[Data supplied — start]

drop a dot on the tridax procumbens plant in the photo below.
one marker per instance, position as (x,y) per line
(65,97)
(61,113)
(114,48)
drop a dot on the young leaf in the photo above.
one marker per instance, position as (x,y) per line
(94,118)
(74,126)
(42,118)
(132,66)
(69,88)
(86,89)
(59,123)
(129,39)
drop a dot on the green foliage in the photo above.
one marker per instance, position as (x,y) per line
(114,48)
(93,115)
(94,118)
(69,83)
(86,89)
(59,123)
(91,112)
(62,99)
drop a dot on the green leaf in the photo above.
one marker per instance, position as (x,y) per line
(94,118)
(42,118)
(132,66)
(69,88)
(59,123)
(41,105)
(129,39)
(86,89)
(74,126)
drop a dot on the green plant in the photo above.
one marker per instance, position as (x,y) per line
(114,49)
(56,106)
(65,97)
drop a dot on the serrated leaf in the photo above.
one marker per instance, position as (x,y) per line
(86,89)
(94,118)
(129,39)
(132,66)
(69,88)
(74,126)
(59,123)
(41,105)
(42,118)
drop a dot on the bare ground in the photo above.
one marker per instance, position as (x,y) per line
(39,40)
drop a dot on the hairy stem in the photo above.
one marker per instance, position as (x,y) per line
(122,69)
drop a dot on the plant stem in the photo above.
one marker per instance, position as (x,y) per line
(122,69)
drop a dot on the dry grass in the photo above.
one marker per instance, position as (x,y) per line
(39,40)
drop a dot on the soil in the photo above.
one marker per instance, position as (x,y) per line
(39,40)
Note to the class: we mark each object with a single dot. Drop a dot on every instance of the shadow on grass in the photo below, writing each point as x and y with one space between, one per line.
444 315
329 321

[Data supplied — finish]
[Data supplied — start]

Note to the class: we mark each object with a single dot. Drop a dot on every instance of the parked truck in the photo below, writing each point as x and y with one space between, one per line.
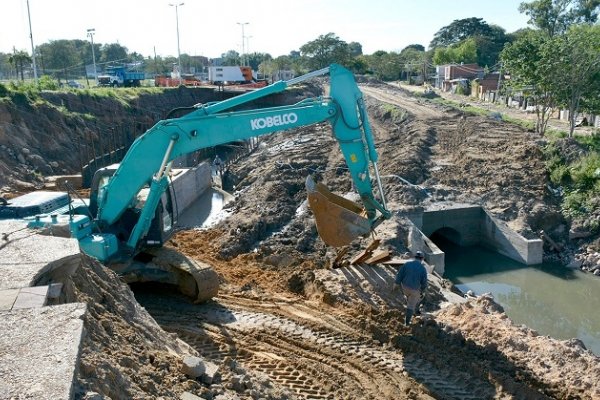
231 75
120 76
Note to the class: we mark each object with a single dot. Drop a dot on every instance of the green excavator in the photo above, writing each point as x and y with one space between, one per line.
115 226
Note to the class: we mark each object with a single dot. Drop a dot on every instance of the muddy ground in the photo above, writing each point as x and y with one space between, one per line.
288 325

[Data supplied — finish]

◆ What the exercise asks:
Among the records above, find each line holding "stem" and list it.

◆ Response area:
drop a dot on the hairy stem in the photo above.
drop a dot on the plant stem in the photo above.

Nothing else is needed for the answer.